## Excerpted passage

===

Hi EWPM - Sorry - no offence intended in my sarcasm.

Maybe I'm just a cynic, but unless/until I can see & understand how & where the provider is making his money, I tend to be a bit wary of such products.


----------



## Liam D Ferguson (1 Oct 2002)

*Re: Trackers.....*

Hi RainyDay, 

This is an interesting point on which I'd like to hear your views.

Unit-linked fund.  Clear and transparent charges.  You know roughly how much all parties are making in charges (seller, fund manager etc.)  

Tracker Bond.  You don't know how much the provider is making, you only know how much the seller is getting (disclosure requirements.)   But you do know exactly what your return will be from day one.  If markets rise by X%, you will receive Y%.  If markets drop, you will receive some other figure.  While the terms of tracker bonds differ, most of them allow you to know exactly what your return will be.

Is this such a bad thing?  I have no idea what the profit margin is on the building of my house.  But I'm paying a price and I'm getting a house.  I don't know what the manufacturer (or seller) made on my car.  But I paid a price and I got a car.  

Why should tracker bonds be different?

Regards...Liam


----------



## rainyday (1 Oct 2002)

*Re: Trackers.....*

Hi Liam - I need to understand the business model.

With a car or a house, I've a pretty good idea as to how they make their money, e.g. the motor dealer buys at €x from the distributor and sells at €y to the punter, and pockets €y - €x. Even if I don't know the exact value of €x, I understand how they make their margin.

But with trackers, I just have no idea HOW they make their money.


----------



## Liam D Ferguson (1 Oct 2002)

*Re: Trackers.....*

If I buy a car for €15,000, I don't really care if the manufacturer is making €14,500 profit and the dealer €400 if I feel that €15,000 represents good value for the car I'm buying. 

With a tracker, you get a contract in writing from the issuer (often a major financial services player such as New Ireland, Irish Life etc.) which tells you that you will get 70% of the averaged return on the tracked index etc.  

Why does it matter to you if Irish Life are in fact taking all your money and putting it on the 3.15 at Sandown as long as they fulfil their side of the contract?


----------



## Dogbert (2 Oct 2002)

*Trackers*

Or on a deposit account. Do I know what rate the bank is charging another customer to borrow the money I have lent them (ie their margin) ? Do I care ?

No - I evaluate the various rates on offer and select the best for the conditions attaching.


----------



## US (2 Oct 2002)

*Trackers*

Yes.  A focus on costs and expenses is very fine and healthy, but costs and expenses really matter where they affect your return.  If you are guaranteed a return net of costs and expenses, do you really care what the costs and expenses are?

It's prudent to ask yourself how much you need, want or value the guarantee, and in that context the cost of the guarantee is a relevant consideration.  But in this context the "cost" to you of the guarantee is the difference between the return you will get on this product and the return you would get on a similar but not-guaranteed product.  You can find that out simply by shopping around.


----------



## rainyday (2 Oct 2002)

===

## Direction A
In the tracker bonds thread, what share of the averaged return on the tracked index does the example contract from the issuer promise?
## Direction B
Update the tracker bonds thread starting at "Is this such" and ending at "rainyday (1 Oct 2002)", replacing "car" with "motorbike".
## Direction C
Take the tracker bonds thread further from where it stops.

## Region annotation items
===

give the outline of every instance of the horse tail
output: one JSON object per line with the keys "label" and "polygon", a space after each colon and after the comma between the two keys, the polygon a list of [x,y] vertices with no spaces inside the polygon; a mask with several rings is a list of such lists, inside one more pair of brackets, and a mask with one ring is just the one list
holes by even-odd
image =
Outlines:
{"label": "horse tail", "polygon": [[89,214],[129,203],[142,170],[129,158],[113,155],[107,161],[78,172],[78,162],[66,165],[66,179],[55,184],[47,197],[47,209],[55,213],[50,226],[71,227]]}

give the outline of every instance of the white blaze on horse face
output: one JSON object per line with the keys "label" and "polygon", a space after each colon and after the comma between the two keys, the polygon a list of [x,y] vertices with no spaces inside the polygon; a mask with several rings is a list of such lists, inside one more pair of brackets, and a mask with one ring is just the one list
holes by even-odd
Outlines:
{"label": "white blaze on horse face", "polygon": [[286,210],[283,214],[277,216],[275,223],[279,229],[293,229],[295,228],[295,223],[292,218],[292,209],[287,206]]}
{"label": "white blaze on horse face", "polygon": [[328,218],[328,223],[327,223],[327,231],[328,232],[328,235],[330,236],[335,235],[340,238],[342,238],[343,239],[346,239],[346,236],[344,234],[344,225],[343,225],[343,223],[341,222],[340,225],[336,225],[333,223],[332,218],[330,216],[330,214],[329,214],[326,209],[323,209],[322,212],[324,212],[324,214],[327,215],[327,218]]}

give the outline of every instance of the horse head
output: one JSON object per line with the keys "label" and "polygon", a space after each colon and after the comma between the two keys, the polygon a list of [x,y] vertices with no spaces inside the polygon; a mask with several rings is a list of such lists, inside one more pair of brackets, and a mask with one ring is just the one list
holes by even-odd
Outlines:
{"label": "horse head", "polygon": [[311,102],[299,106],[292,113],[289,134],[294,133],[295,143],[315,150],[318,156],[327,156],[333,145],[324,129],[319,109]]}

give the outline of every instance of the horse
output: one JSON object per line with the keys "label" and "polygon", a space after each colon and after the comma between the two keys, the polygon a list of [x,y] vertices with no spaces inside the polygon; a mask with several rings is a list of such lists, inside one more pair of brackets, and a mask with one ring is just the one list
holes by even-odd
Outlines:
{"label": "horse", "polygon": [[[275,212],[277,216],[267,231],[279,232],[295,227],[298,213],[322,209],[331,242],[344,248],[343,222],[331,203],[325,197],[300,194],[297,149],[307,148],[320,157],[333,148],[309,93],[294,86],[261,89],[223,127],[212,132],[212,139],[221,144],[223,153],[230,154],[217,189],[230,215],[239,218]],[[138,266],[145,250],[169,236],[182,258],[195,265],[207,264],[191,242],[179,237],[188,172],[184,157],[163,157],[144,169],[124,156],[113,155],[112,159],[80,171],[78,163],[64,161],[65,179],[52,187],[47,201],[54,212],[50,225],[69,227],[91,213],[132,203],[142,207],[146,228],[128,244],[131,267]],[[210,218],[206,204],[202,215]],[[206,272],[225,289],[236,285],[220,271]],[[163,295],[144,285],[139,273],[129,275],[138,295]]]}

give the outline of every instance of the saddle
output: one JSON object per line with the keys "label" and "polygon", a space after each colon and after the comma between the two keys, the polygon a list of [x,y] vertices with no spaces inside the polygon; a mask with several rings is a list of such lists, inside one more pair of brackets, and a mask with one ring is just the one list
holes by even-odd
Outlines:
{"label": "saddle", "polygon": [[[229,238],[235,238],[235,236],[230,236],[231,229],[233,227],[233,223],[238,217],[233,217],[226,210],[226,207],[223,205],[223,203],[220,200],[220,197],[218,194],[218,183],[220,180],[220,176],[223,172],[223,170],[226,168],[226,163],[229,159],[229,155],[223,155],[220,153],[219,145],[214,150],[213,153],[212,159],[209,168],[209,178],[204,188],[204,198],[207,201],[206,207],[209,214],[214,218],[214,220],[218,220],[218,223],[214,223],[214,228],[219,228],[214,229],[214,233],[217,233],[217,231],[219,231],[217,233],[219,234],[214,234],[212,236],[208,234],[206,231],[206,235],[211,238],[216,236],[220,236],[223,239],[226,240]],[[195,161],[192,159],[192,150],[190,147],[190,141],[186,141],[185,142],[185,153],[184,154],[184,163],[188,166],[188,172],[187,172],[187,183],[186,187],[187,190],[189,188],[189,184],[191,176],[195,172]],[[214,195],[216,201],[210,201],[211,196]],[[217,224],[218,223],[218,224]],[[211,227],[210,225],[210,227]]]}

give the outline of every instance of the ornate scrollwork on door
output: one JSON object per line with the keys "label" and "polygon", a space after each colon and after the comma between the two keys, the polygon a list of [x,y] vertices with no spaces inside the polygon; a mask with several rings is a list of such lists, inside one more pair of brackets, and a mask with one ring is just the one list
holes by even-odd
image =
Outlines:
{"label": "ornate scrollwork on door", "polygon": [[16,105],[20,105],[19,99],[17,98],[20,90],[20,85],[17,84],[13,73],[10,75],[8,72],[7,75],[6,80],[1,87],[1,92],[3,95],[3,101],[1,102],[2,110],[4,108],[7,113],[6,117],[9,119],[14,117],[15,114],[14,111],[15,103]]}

===

## Final result A
70%

## Final result B
Is this such a bad thing?  I have no idea what the profit margin is on the building of my house.  But I'm paying a price and I'm getting a house.  I don't know what the manufacturer (or seller) made on my motorbike.  But I paid a price and I got a motorbike.  

Why should tracker bonds be different?

Regards...Liam


----------



## rainyday (1 Oct 2002)

## Final result C
*Re: Trackers*

Hi Liam & Dogbert - With most financial contracts, it's effectively impossible to understand & interpret the small print of the actual contract. To be honest, I'd have this nagging doubt that the provider will find a way to wiggle out of the 'headline' commitments. Unless/until I know how they are making money (Note 'How' - not 'How much'), I'll be avoiding these products.

Dogbert - For deposits, I understand that the bank is going to be lending out my money to borrowers at a higher rate, so that's where they are going to make their margin. 

Can either of you educate me & tell me how the providers make their margin on trackers?

Regards - Shane


----------



## Spinner (2 Oct 2002)

*Trackers*

Hi all,
Looks like this one is creating a bit of a stir, as always. 
Personally, I am on the side of the "I don't care what the manufacturer gets". With-profits are as clear as mud and some actuary will decide at the end of the day how much he feels like paying me!
I believe that direct equities, unit funds and trackers all have a place for different investors or even for different requirements for the same investor.
As usual, there are comments like "60% of the market return", "no dividends" etc.
I know of a product that will pay 100% participation in the EuroStoxx50 over 5 years (12 month averaging). Note, the downside for this level of participation is the product provider can recall the bond on the 3rd anniversary date for an attractive compensation payment (30%). So the investor gets either 30% over 3 years, 9.14%pa or 100% of EuroStoxx50. Unfortunately the bit that most of you don't want to hear is that it can do this as the institution is doing it at a very low margin and therefore there is no scope to pay introducers. 
Also, it is true that averaging reduces the price of the option but ask the many thousands of people who have come out of trackers over the last 2 years if they have a problem with it!


----------



## flash (2 Oct 2002)

*trackers*

what supplier ?


----------



## Dogbert (2 Oct 2002)

*Trackers*

Hi Rainyday,

The basic tracker model is as follows.

The institution takes your money, and puts as much as it needs into a term-matched interest paying security with interest payments rolled up till the end of the term (a zero-coupon bond), which forms the basis of the money back guarantee. They deduct their expenses (including the remuneration of distributors, if any) plus their desired profit margin. They invest whatever is left over in an option contract on an equity-based security, typically an index or a basket of indices. That option gives the client his "participation" in the equity market.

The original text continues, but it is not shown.